● **Aufgaben**:
1. Nenne alle Erwartungen an Moorflächen, die der Artikel über den Moor-Workshop in seiner Aufzählung den einzelnen Akteursgruppen zuschreibt.
2. Fasse den Artikel über den Moor-Workshop in zwei Sätzen zusammen.
3. Schreibe den Artikel über den Moor-Workshop im Anschluss an seinen letzten Satz mit einem kurzen Absatz weiter.

Rollentausch bei Moor-Workshop

49. Bodensee-Naturschutztage in Radolfzell: Die Bodensee-Stiftung hat die Chancen von Moor-Wiedervernässungen vorgestellt.

Eine Gruppe von Männern und Frauen sitzen um einen quadratischen Tisch. Sie diskutieren und machen Notizen auf einem Papier, mit dem der Tisch bespannt ist. Luisa Gedon steht hinter dem Tisch und verfolgt die Diskussion.
Rege Diskussion: Die Teilnehmer*innen des Workshops versetzten sich in die Rolle von (Lokal-)Politik, Landwirtschaft und Naturschutz. Copyright: Bodensee-Stiftung

Moore vernässen und die landwirtschaftliche Nutzung erhalten – warum ist das wichtig und wie geht das? Mit diesen Fragen beschäftigten sich rund 30 Teilnehmende beim Workshop der 49. Bodensee-Naturschutztage, zu dem die Bodensee-Stiftung eingeladen hatte.

Im Rahmen eines Rollentauschs versetzten sich die Teilnehmenden in die Perspektiven verschiedener Akteursgruppen und diskutierten deren Erwartungen an die Nutzung von Moorflächen. Dabei wurde deutlich, wie unterschiedlich die Interessen sein können:
• Lokalpolitik, Behörden und Öffentlichkeit erwarten etwa Beiträge zur Naherholung oder zur Trinkwassersicherheit.
• Landwirt*innen benötigen tragfähige Einkommensperspektiven, etwa durch Bewirtschaftung oder Förderprogramme.
• Der Naturschutz verfolgt Ziele wie den Erhalt seltener Arten und die Nutzung der Moorflächen zur Umweltbildung.

Zuhören als Schlüssel zum Erfolg

Die Ergebnisse zeigen: Die Erwartungen sind nicht immer deckungsgleich. Umso wichtiger sei es, miteinander ins Gespräch zu kommen. „Zuhören und die Bedürfnisse der Menschen ernst nehmen, um gemeinsam Kompromisse zu erzielen“, betonte Projektmanagerin Luisa Gedon, die den Workshop leitete.

● **Zu prüfende Datensätze**:

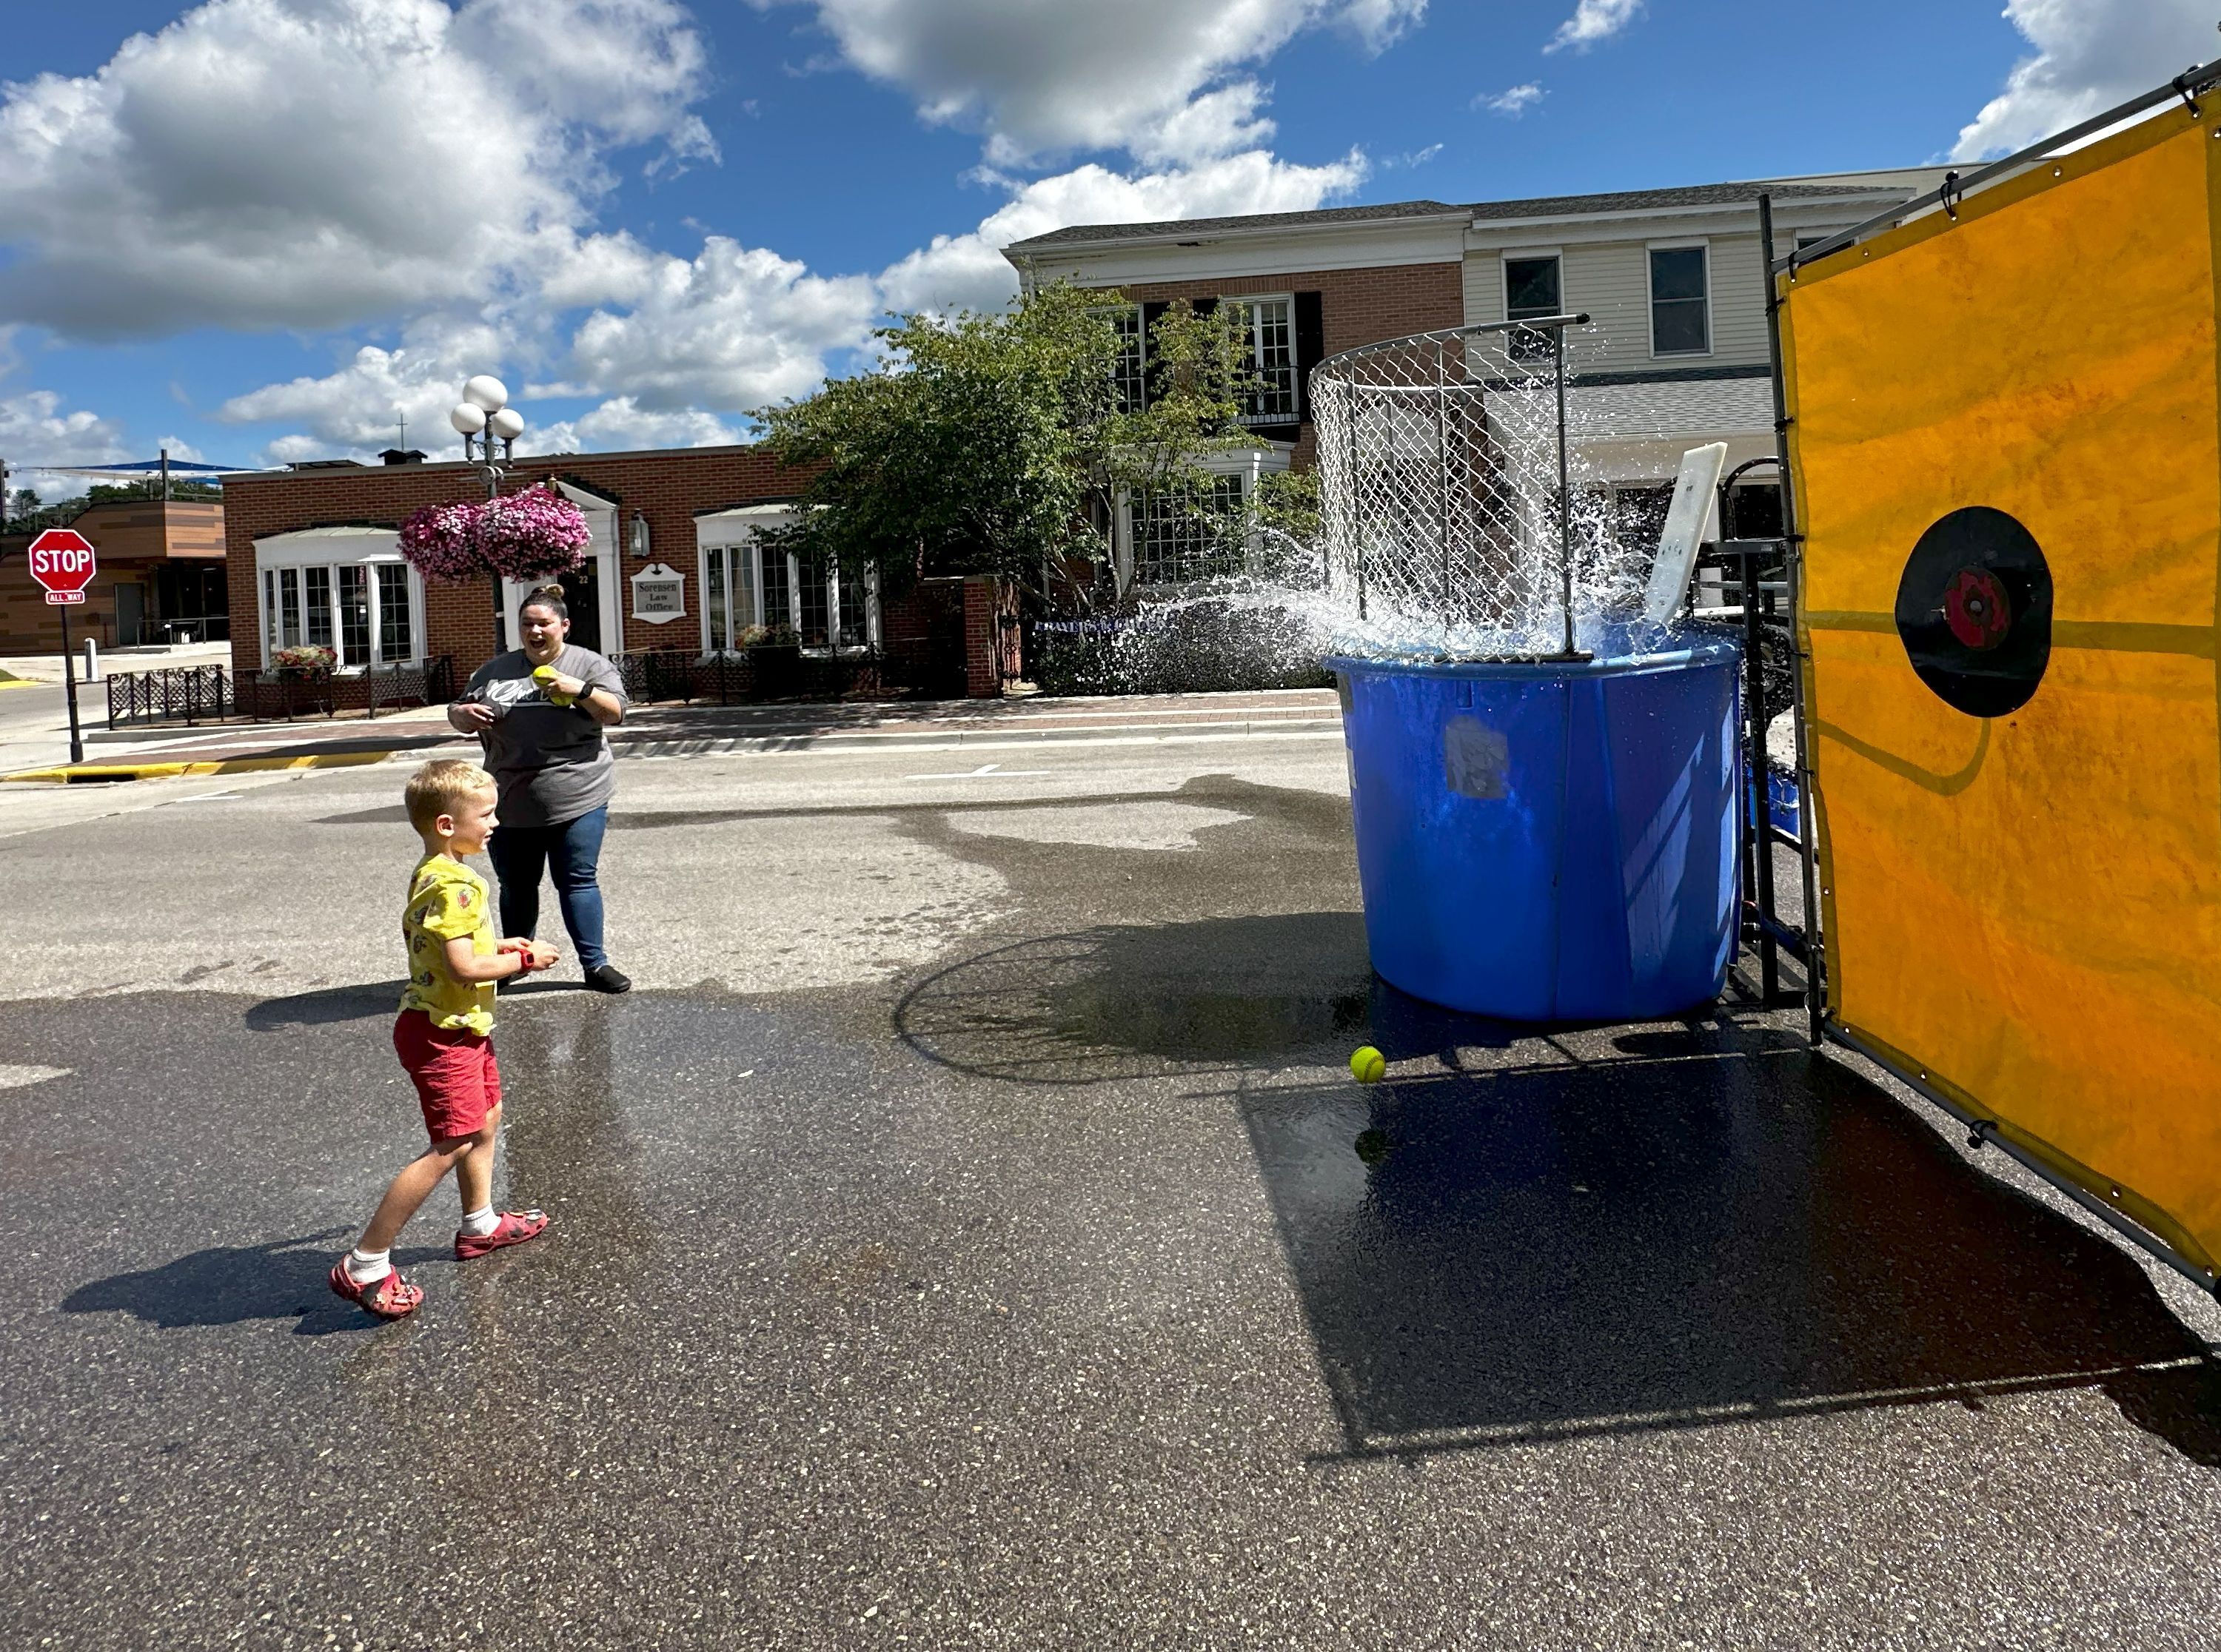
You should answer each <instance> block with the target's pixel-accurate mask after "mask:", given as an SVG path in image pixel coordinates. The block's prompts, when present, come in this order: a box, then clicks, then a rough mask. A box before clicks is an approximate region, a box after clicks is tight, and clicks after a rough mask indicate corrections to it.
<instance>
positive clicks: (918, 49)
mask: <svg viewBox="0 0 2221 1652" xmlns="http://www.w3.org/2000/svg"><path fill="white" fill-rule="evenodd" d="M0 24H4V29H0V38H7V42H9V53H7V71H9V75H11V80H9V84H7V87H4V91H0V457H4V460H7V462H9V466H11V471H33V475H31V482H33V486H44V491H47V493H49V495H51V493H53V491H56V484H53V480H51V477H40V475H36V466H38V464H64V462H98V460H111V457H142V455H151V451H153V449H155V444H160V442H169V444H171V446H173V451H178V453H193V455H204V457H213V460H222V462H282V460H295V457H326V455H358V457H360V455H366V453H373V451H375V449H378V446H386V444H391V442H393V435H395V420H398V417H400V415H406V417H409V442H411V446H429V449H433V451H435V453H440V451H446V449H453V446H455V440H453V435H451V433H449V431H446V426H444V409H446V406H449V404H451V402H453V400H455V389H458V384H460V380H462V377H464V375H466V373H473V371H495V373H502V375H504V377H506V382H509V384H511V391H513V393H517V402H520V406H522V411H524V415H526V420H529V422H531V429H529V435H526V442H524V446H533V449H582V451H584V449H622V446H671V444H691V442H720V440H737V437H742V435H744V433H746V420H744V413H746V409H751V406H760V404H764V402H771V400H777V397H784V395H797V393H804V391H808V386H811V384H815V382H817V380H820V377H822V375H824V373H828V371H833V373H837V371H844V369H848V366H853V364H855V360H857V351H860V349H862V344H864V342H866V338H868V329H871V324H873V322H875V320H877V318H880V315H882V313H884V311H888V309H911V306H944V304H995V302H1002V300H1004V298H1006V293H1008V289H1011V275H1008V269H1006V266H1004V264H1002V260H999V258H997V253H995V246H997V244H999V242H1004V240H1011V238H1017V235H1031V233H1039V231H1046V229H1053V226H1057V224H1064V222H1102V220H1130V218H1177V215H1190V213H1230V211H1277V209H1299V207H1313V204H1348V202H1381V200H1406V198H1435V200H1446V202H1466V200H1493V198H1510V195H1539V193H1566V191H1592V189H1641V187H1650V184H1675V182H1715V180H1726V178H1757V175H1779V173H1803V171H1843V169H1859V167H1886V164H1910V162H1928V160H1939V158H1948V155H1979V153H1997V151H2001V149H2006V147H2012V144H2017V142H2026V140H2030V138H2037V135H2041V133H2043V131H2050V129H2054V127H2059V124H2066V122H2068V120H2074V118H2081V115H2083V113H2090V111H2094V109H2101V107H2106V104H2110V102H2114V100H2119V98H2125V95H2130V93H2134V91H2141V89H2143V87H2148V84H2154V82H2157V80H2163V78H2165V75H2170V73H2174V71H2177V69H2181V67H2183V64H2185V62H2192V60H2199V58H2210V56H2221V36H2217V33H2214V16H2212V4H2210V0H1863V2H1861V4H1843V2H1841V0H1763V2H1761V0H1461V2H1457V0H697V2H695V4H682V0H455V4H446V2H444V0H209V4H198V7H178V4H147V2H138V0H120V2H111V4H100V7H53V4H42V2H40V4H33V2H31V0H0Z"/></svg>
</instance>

● **Lösungen**:
1.
- Beiträge zur Naherholung
- Beiträge zur Trinkwassersicherheit
- tragfähige Einkommensperspektiven
- Erhalt seltener Arten
- Nutzung der Moorflächen zur Umweltbildung

2. Bei einem Workshop der Bodensee-Stiftung auf den 49. Bodensee-Naturschutztagen in Radolfzell versetzten sich rund 30 Teilnehmende in einem Rollentausch in die Perspektiven verschiedener Akteursgruppen und diskutierten deren Erwartungen an die Nutzung von Moorflächen. Weil diese Erwartungen nicht immer deckungsgleich sind, betonte die Projektmanagerin Luisa Gedon, dass man einander zuhören und die Bedürfnisse der Menschen ernst nehmen müsse, um gemeinsam Kompromisse zu erzielen.

3.
ProMoor: Gemeinsam Lösungen entwickeln

Unter dem Motto ProMoor identifiziert, initiiert und koordiniert die Bodensee-Stiftung die Wiedervernässung trockengelegter Moorflächen in der westlichen Bodenseeregion. Ziel des Projekts ist es, gemeinsam mit den Betroffenen standortangepasste Lösungen zu entwickeln, bei denen ökologische Anforderungen und wirtschaftliche Interessen bestmöglich miteinander vereinbart werden.
Welche konkreten Lösungsansätze möglich sind, erläutert Luisa Gedon auch in einem Interview, das der Deutschlandfunk bei den Naturschutztagen zum Thema Wiederherstellungsverordnung geführt hat (ab Minute 4:12).

Warum Wiedervernässung so wichtig ist

Moore sind wertvolle Ökosysteme:

  • Sie bieten spezialisierten Tier- und Pflanzenarten einen Lebensraum.
  • Sie speichern und filtern Wasser.
  • Sie leisten einen entscheidenden Beitrag zum Klimaschutz. Intakte Moorböden binden pro Hektar etwa achtmal mehr Kohlenstoff als Wälder (weltweiter Durchschnitt) und wirken damit als natürliche Kohlenstoffsenken. Entwässerte Moore hingegen setzen große Mengen CO₂ frei.
Luisa Gedon steht als Referentin vor einer Leinwand. Im Vordergrund sind die Hinterköpfe der Vortragsgäste zu sehen.
Projektmanagerin Luisa Gedon gab zur Einführung des Workshops einen Überblick über die Bedeutung von Mooren. Copyright: Bodensee-Stiftung

In Deutschland sind heute rund 95 Prozent der Moore entwässert, abgetorft, bebaut oder land- und forstwirtschaftlich genutzt. Dadurch entstehen jährlich etwa 44 Millionen Tonnen CO₂-Äquivalente aus entwässerten Moorböden.

Mut und Pioniergeist gefragt

Vor diesem Hintergrund ist klar: Die Wiedervernässung von Mooren ist eine zentrale Zukunftsaufgabe. „Es braucht Mut, die Sache anzugehen, es braucht Pioniere“, so Luisa Gedon.